• **GOAL OF THE EXERCISE**: The data below needs to be returned exactly, line for line.

• **THE DATA**:
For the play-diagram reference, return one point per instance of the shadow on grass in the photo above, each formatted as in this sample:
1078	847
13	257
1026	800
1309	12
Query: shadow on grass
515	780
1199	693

• **OUTPUT**:
For the play-diagram reference, return one point per instance of the shadow on grass in the photo above, each formatted as in this sample:
1078	847
13	257
1026	800
1309	12
Query: shadow on grass
515	780
1199	693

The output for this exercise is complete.